+++ REGISTROS FORNECIDOS +++

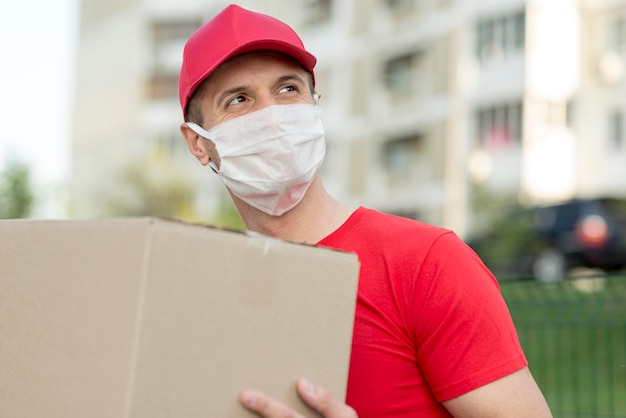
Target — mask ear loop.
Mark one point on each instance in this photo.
(203, 133)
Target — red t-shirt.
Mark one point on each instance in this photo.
(430, 321)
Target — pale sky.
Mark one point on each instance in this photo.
(38, 40)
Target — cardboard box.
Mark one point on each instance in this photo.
(153, 318)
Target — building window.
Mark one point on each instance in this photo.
(616, 128)
(173, 30)
(499, 37)
(162, 86)
(400, 154)
(407, 74)
(498, 127)
(317, 11)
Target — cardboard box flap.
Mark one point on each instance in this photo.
(155, 318)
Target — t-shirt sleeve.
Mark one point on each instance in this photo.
(464, 334)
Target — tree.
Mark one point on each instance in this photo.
(16, 195)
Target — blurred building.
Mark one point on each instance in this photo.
(424, 100)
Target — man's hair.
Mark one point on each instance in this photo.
(194, 108)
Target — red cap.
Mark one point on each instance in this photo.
(234, 31)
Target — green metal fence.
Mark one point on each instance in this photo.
(574, 335)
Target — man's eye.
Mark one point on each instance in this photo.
(288, 89)
(236, 100)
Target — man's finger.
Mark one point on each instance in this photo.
(323, 402)
(264, 406)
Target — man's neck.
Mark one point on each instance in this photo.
(314, 218)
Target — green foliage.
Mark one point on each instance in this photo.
(158, 185)
(574, 336)
(16, 195)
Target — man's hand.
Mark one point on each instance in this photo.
(319, 399)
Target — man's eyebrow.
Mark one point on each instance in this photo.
(290, 77)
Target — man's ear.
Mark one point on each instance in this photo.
(197, 145)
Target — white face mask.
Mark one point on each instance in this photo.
(268, 158)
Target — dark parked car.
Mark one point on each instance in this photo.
(547, 241)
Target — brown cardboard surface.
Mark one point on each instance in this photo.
(154, 318)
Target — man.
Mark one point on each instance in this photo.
(432, 336)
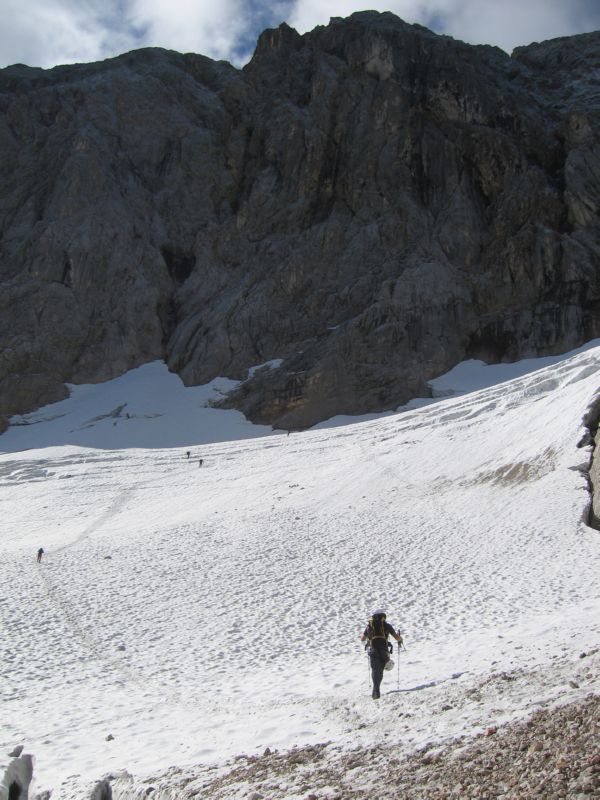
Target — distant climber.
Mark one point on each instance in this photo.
(376, 633)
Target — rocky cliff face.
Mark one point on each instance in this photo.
(369, 202)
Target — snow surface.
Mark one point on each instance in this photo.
(196, 613)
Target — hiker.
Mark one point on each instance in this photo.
(376, 633)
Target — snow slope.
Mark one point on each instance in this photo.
(196, 613)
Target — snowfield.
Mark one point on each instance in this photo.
(184, 614)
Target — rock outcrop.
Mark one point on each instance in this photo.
(369, 202)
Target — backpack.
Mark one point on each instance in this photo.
(376, 628)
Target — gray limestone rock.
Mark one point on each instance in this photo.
(369, 202)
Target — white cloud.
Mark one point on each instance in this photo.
(49, 32)
(200, 26)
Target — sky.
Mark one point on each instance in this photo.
(44, 33)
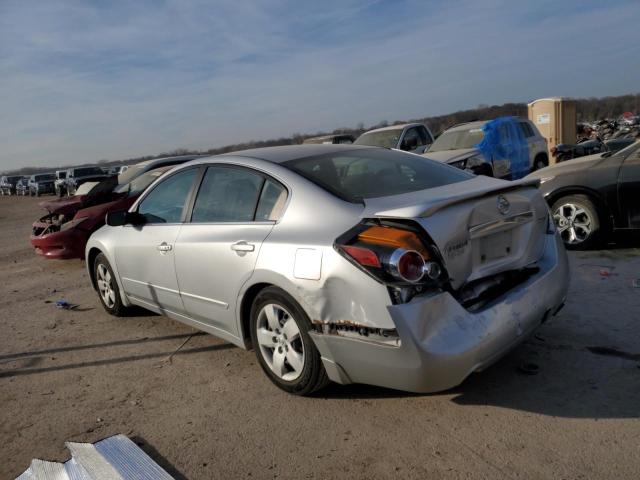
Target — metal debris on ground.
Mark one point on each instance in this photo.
(114, 458)
(529, 368)
(64, 305)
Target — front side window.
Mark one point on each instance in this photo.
(527, 131)
(381, 138)
(457, 140)
(227, 195)
(165, 203)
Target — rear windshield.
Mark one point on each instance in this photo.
(383, 138)
(457, 140)
(370, 173)
(141, 182)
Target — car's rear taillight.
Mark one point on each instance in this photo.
(394, 255)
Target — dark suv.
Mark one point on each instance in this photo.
(8, 185)
(41, 183)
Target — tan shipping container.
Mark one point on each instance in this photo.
(555, 118)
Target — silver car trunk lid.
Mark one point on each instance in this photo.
(482, 226)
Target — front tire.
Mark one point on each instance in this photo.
(577, 221)
(285, 351)
(108, 290)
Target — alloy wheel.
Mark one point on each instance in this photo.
(280, 342)
(105, 286)
(573, 223)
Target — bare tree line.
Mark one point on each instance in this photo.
(588, 109)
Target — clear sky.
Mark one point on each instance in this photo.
(87, 80)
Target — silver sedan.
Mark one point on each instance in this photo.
(345, 263)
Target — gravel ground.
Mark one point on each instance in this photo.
(207, 411)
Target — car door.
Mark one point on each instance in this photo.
(629, 188)
(144, 254)
(216, 251)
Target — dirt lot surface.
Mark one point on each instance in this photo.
(208, 411)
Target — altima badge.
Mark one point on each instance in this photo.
(503, 205)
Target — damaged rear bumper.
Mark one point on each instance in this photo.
(441, 343)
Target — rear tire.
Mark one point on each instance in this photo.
(107, 287)
(285, 350)
(578, 222)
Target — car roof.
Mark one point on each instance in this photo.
(166, 160)
(395, 127)
(467, 126)
(293, 152)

+++

Desloque em -25 cada número das coordenadas nas respostas do trecho dos registros que abre na linha que contém "Target — rear windshield." e vai até o fim dos registros, com as duas extremidades incluídas. Reproduza todas as linhas desse trecho, inclusive as que não são respostas.

Target — rear windshield.
Mark one point on each instance in this photo.
(358, 113)
(432, 115)
(345, 148)
(116, 157)
Target — car's rear taillight.
Mark one point on each instance in this photo.
(369, 230)
Target — dark suv.
Mark one point on each instance in this photo.
(-17, 160)
(16, 158)
Target — tan shipping container.
Mark one point on each instance in this photo.
(530, 93)
Target — silver car trunk lid.
Mark one point on each instance in this photo.
(457, 201)
Target — front tire.
Mark one point on each instance in this photo.
(552, 196)
(260, 326)
(83, 265)
Target — alloy wheel.
Mark one point on each instance in this photo.
(255, 317)
(80, 261)
(548, 198)
Target — bare tree line.
Mark one point on each instance in this photo.
(563, 84)
Target — clear sky.
Mark one point on each instance in this photo.
(62, 55)
Target — silver sedan.
Mark one point on each instance in this photo.
(320, 238)
Target — gravel ground.
Mark one point on each instance in this photo.
(182, 386)
Target — car door.
Mark one point on each instance in this photo.
(604, 163)
(119, 229)
(191, 226)
Target — dirt lot surface.
Mark one point on each instance in this photo.
(183, 386)
Target — altima badge.
Mark one point on each instance in this photo.
(478, 180)
Target — damaged rear bumper.
Mark one point on each instance in this photo.
(416, 318)
Target — rear tire.
Mark one point on each instance in this photo.
(82, 262)
(260, 325)
(553, 197)
Target — car roof.
Mark one point on each instance in this photo.
(141, 135)
(370, 102)
(442, 101)
(268, 127)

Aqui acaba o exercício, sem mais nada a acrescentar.